▸ **次の課題**
a. コンクリートの寿命に関する文章で、山陽新幹線が博多まで開通した年は何年とされているか。
b. コンクリートの寿命に関する文章のうち、「山陽新幹線では、海砂の使用、アルカリシリカ」から「頻繁に起きているのです。」までを両端を含めて一字一句変えずに書き写せ。

▸ **文書の抜粋**
_ _ _
【私の評価】★★★☆☆(72点)
■コンクリートの寿命は
永遠ではありません。
特に、戦後のコンクリート構造物は
海砂が使われていたり、
アルカリ骨材反応への対応ができて
いなかったりして、寿命末期と
なっているものも多いという。
問題なのは、
コンクリートは補強はできるものの、
鉄筋のサビやアルカリ骨材反応による
ひび割れには、取替るしか
抜本的な対策がないことなのです。
・山陽新幹線は、1972年に新大阪~岡山まで開通し、
その後の1975年に博多までの644kmが開通している。
こちらも開通後40年が経とうとしている。
山陽新幹線では、海砂の使用、アルカリシリカ
反応を持つ骨材を使用したコンクリートが
かなりの部分で用いられており・・
待ったなしの状態のはずである(p204)
■著者が恐れるのは韓国のように
ビルや橋やダムが崩壊することです。
日本ではコンクリート構造物の崩壊は
あまり聞きませんが、コンクリートの
一部が剥がれて落下する程度のことは
頻繁に起きているのです。
特にコンクリートは表面からは
ひび割れくらいしか見えませんので、
内部がどの程度劣化しているのか
評価しにくいことから、
対策が後手後手となる恐れがあります。
・アルカリシリカ反応によるコンクリートの
劣化は、1986年の建設省の通達以降大幅に
減少しているものの、その後も「無害でない」
_ _ _
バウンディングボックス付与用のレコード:
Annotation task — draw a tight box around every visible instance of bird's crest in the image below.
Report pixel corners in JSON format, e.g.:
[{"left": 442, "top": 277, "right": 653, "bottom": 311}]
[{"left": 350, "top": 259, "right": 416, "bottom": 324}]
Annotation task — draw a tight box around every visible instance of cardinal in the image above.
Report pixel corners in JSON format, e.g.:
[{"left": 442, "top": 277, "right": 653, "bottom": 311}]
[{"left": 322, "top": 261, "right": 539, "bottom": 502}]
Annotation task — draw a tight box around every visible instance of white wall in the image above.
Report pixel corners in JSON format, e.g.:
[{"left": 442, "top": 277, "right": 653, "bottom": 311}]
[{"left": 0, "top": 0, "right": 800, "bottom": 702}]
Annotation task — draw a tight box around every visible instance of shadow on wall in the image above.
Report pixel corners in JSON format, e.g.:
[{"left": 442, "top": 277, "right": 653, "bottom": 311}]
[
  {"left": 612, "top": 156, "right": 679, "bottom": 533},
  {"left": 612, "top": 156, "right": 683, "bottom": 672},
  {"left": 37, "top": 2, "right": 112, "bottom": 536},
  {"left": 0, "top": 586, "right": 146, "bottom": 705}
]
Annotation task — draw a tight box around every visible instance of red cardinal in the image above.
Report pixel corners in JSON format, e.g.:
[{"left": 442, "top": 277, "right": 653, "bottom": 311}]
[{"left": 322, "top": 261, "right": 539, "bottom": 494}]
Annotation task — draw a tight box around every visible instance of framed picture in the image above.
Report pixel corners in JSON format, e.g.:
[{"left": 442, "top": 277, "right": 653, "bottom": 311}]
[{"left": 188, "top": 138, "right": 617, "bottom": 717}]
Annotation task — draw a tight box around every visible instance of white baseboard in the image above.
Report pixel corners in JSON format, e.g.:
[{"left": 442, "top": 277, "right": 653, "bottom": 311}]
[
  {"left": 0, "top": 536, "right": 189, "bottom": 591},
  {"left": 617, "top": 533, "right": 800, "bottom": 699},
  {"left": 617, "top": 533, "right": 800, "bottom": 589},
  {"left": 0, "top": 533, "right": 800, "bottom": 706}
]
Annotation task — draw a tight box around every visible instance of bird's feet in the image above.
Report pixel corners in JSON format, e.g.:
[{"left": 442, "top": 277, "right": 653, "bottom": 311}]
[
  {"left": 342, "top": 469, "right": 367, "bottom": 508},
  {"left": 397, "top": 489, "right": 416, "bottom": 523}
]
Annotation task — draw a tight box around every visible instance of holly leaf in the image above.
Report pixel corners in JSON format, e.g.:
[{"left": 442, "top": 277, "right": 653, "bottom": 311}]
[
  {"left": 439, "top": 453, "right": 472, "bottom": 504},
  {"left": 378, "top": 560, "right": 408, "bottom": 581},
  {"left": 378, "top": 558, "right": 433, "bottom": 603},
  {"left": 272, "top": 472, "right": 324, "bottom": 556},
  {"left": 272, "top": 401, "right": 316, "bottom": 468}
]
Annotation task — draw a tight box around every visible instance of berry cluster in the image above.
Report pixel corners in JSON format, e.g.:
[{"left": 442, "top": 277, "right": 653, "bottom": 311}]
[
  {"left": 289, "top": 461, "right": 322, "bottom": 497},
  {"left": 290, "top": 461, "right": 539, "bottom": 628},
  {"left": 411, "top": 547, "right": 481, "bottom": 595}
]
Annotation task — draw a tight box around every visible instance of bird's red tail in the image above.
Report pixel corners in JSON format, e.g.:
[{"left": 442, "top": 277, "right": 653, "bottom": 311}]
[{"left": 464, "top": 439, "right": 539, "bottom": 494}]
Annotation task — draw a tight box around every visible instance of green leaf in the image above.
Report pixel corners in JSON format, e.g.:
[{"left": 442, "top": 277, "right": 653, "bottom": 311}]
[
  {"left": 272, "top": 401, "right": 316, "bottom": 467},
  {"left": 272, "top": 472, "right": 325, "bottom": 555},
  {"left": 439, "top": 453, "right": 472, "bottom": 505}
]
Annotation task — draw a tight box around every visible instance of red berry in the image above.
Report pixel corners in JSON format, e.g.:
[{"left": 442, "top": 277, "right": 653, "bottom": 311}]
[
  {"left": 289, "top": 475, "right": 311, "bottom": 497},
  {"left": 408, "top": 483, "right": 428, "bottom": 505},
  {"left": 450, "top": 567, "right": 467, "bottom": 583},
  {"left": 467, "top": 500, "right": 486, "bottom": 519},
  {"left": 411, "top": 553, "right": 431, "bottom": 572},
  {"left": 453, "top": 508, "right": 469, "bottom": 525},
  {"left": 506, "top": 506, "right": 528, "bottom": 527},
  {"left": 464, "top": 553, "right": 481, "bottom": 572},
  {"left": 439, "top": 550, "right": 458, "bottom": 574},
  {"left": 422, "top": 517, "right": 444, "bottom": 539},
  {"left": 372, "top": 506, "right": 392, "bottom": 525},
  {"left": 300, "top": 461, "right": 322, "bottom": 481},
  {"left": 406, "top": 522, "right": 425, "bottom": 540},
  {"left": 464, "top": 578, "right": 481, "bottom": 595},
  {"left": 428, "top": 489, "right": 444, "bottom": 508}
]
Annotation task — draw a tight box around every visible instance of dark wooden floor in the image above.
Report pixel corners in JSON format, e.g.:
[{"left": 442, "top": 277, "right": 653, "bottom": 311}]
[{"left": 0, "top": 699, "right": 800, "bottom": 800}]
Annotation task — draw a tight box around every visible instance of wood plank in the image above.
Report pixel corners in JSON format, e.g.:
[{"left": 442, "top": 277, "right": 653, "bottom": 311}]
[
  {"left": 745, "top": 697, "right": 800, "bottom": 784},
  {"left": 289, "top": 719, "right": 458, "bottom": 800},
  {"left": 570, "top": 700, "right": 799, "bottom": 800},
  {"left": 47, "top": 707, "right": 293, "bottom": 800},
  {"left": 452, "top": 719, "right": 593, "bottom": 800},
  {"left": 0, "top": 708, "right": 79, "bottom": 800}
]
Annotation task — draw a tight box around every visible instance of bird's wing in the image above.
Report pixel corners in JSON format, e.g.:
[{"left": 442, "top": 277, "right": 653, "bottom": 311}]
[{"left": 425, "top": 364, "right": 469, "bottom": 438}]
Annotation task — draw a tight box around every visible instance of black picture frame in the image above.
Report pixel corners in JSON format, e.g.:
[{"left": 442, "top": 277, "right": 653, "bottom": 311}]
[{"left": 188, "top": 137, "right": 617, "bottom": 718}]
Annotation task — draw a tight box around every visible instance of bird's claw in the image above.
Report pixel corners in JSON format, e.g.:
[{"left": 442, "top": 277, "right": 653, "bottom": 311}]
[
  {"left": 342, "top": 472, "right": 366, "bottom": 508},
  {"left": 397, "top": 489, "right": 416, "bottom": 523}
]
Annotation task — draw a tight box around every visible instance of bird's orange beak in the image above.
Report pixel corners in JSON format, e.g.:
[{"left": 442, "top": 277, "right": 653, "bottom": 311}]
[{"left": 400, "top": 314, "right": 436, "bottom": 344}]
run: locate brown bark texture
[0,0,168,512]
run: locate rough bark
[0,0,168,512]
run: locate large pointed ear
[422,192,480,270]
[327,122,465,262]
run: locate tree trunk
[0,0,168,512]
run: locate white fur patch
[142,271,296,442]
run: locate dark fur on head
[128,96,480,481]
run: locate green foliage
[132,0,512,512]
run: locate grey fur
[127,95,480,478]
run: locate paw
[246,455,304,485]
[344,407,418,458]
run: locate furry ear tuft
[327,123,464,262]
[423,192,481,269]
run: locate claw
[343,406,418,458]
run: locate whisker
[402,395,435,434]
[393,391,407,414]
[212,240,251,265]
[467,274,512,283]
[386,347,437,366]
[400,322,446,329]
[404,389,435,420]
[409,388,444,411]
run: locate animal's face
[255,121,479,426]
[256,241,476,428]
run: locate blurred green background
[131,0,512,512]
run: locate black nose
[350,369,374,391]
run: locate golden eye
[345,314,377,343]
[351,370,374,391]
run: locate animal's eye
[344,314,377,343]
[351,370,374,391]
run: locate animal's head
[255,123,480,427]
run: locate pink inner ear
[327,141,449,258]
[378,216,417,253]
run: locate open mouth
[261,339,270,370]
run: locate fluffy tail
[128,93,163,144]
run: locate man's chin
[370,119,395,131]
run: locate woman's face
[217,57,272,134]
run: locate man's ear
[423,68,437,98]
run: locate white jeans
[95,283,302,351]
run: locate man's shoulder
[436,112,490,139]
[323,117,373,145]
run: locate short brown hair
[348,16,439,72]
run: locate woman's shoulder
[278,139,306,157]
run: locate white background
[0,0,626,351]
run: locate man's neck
_ _ _
▸ **課題別の解答**
a. 1975年です。

b.
山陽新幹線では、海砂の使用、アルカリシリカ
反応を持つ骨材を使用したコンクリートが
かなりの部分で用いられており・・
待ったなしの状態のはずである(p204)
■著者が恐れるのは韓国のように
ビルや橋やダムが崩壊することです。
日本ではコンクリート構造物の崩壊は
あまり聞きませんが、コンクリートの
一部が剥がれて落下する程度のことは
頻繁に起きているのです。